(SET PROBLEM): Can you format every line of the records below as a numbered list, with blank lines left out?

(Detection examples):
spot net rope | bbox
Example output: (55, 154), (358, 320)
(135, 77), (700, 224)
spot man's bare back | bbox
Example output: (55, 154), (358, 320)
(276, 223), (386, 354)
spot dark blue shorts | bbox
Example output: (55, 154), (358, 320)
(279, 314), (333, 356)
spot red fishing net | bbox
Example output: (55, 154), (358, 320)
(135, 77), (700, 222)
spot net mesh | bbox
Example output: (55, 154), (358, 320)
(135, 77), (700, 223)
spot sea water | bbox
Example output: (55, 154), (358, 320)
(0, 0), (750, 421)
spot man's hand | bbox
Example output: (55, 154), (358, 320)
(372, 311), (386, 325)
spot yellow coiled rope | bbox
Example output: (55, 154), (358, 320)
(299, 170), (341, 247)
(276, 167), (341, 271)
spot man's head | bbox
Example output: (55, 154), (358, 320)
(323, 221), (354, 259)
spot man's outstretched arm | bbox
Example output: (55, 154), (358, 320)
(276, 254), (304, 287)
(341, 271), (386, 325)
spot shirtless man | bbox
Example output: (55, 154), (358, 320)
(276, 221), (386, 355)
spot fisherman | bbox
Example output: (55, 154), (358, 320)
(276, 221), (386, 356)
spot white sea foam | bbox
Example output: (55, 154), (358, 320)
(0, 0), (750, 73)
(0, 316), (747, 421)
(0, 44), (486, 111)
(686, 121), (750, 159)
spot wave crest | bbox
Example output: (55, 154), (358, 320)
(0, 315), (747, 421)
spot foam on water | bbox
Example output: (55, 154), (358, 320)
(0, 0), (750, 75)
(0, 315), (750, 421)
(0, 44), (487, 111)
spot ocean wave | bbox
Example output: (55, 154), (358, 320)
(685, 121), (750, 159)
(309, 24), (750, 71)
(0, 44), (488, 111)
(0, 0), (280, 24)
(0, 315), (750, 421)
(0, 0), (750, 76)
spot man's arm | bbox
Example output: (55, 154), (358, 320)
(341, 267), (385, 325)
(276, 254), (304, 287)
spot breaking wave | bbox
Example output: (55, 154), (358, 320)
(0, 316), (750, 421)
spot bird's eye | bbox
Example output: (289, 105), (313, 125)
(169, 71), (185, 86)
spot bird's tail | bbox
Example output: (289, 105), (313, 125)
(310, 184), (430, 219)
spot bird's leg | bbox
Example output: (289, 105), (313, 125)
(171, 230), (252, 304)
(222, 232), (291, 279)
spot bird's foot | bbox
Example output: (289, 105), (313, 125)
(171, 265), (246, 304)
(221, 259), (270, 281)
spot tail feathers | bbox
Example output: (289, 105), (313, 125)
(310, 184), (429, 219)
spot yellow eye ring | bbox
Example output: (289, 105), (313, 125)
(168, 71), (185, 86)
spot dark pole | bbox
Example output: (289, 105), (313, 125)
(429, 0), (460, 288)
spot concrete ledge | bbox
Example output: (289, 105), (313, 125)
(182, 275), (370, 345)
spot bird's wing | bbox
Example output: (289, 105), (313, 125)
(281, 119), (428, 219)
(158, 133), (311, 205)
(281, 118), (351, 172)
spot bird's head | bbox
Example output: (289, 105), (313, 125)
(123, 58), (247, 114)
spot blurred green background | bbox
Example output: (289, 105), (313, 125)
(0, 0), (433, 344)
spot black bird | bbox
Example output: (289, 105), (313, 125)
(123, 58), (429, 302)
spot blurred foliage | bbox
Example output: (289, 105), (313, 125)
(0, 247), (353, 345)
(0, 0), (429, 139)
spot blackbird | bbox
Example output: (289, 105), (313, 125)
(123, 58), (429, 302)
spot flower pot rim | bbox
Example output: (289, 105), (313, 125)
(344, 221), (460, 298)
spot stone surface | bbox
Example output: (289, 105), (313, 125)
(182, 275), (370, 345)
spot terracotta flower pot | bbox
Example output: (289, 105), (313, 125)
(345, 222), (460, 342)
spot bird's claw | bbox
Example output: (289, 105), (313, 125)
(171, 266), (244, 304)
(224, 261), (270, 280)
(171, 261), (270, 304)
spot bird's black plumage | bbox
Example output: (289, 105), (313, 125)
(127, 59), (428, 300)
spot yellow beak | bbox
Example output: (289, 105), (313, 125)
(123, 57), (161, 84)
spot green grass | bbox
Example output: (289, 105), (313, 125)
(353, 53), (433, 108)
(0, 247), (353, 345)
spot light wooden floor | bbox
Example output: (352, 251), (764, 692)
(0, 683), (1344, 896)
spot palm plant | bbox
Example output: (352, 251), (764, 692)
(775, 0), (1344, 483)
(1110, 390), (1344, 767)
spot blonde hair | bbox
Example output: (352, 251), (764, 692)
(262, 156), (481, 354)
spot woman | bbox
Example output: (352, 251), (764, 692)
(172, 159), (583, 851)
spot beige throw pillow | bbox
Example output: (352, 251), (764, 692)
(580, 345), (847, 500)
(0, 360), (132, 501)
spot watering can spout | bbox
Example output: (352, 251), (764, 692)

(THE SOLUTION):
1. spot net rope | bbox
2. Example output: (55, 154), (358, 320)
3. (135, 77), (700, 224)
4. spot man's bare back | bbox
5. Example output: (55, 154), (358, 320)
6. (276, 223), (386, 354)
7. spot dark blue shorts | bbox
8. Example output: (55, 154), (358, 320)
9. (279, 314), (333, 356)
10. spot red fishing net | bbox
11. Example output: (55, 154), (358, 320)
12. (135, 77), (700, 222)
13. spot net mesh | bbox
14. Example output: (55, 154), (358, 320)
15. (135, 77), (700, 223)
16. spot sea water | bbox
17. Example output: (55, 154), (358, 320)
18. (0, 0), (750, 421)
19. spot man's hand | bbox
20. Example output: (55, 154), (358, 320)
21. (372, 311), (386, 325)
22. spot yellow coiled rope | bbox
23. Example output: (55, 154), (358, 320)
24. (299, 170), (341, 247)
25. (276, 167), (341, 271)
26. spot man's head | bbox
27. Example output: (55, 154), (358, 320)
28. (323, 221), (354, 259)
29. spot man's outstretched arm | bbox
30. Example output: (55, 154), (358, 320)
31. (276, 254), (304, 287)
32. (341, 271), (386, 325)
33. spot shirtless man | bbox
34. Example output: (55, 154), (358, 320)
35. (276, 221), (386, 355)
36. spot fisherman | bbox
37. Example output: (55, 154), (358, 320)
38. (276, 221), (386, 356)
39. spot white sea foam | bbox
40. Example output: (55, 154), (358, 320)
41. (0, 0), (750, 73)
42. (0, 316), (747, 421)
43. (0, 44), (486, 111)
44. (686, 121), (750, 159)
45. spot wave crest | bbox
46. Example output: (55, 154), (358, 320)
47. (0, 315), (747, 421)
48. spot foam on water | bbox
49. Example output: (55, 154), (358, 320)
50. (0, 0), (750, 75)
51. (0, 315), (750, 421)
52. (0, 44), (487, 111)
53. spot ocean wave | bbox
54. Example output: (55, 154), (358, 320)
55. (685, 121), (750, 159)
56. (309, 24), (750, 71)
57. (0, 44), (488, 111)
58. (0, 0), (280, 24)
59. (0, 315), (750, 421)
60. (0, 0), (750, 76)
61. spot man's arm | bbox
62. Example output: (55, 154), (358, 320)
63. (341, 267), (385, 325)
64. (276, 254), (304, 287)
65. spot breaking wave | bbox
66. Example output: (55, 154), (358, 320)
67. (0, 316), (750, 421)
68. spot bird's eye | bbox
69. Example output: (289, 105), (313, 125)
70. (169, 71), (185, 86)
71. spot bird's tail | bbox
72. Example output: (289, 105), (313, 125)
73. (310, 184), (430, 219)
74. spot bird's leg | bbox
75. Example output: (289, 105), (313, 125)
76. (171, 230), (252, 304)
77. (222, 232), (291, 279)
78. spot bird's foot | bbox
79. Example output: (289, 105), (313, 125)
80. (171, 265), (246, 304)
81. (221, 259), (270, 281)
82. spot tail feathers | bbox
83. Example output: (289, 105), (313, 125)
84. (310, 184), (429, 219)
85. spot yellow eye ring | bbox
86. Example output: (289, 105), (313, 125)
87. (168, 71), (185, 86)
88. spot dark pole | bbox
89. Example output: (289, 105), (313, 125)
90. (429, 0), (460, 288)
91. spot concrete ledge | bbox
92. Example output: (289, 105), (313, 125)
93. (182, 275), (370, 345)
94. spot bird's wing | bbox
95. Example output: (289, 105), (313, 125)
96. (281, 119), (428, 219)
97. (158, 133), (311, 205)
98. (281, 118), (351, 172)
99. spot bird's head | bbox
100. Example output: (289, 105), (313, 125)
101. (123, 58), (247, 114)
102. spot blurred green background | bbox
103. Example output: (289, 105), (313, 125)
104. (0, 0), (433, 344)
105. spot black bird | bbox
106. Example output: (289, 105), (313, 125)
107. (123, 58), (429, 302)
108. spot blurred foliage | bbox
109. Example output: (289, 105), (313, 125)
110. (0, 247), (353, 345)
111. (0, 0), (429, 139)
112. spot blackbird | bbox
113. Example output: (289, 105), (313, 125)
114. (123, 58), (429, 302)
115. spot flower pot rim | bbox
116. Example output: (289, 105), (313, 125)
117. (344, 221), (460, 298)
118. spot stone surface | bbox
119. Example output: (289, 105), (313, 125)
120. (182, 275), (370, 345)
121. spot terracotta flower pot | bbox
122. Example output: (289, 105), (313, 125)
123. (345, 222), (460, 342)
124. spot bird's claw | bbox
125. Example output: (289, 105), (313, 125)
126. (171, 266), (244, 304)
127. (224, 261), (270, 280)
128. (171, 261), (270, 304)
129. spot bird's black plumage | bbox
130. Example output: (289, 105), (313, 125)
131. (127, 59), (428, 300)
132. spot yellow beak | bbox
133. Example output: (289, 105), (313, 125)
134. (123, 57), (161, 84)
135. spot green grass | bbox
136. Example output: (289, 105), (313, 125)
137. (353, 53), (433, 108)
138. (0, 247), (353, 345)
139. spot light wooden floor | bbox
140. Example output: (352, 251), (764, 692)
141. (0, 683), (1344, 896)
142. spot palm plant | bbox
143. Example output: (352, 251), (764, 692)
144. (775, 0), (1344, 483)
145. (1110, 390), (1344, 767)
146. spot blonde hair | bbox
147. Example output: (352, 251), (764, 692)
148. (262, 156), (481, 354)
149. spot woman | bbox
150. Example output: (352, 251), (764, 692)
151. (172, 159), (583, 851)
152. spot beige throw pillow | bbox
153. Example output: (352, 251), (764, 692)
154. (580, 345), (847, 500)
155. (0, 360), (132, 501)
156. spot watering can spout | bbox
157. Example output: (352, 251), (764, 692)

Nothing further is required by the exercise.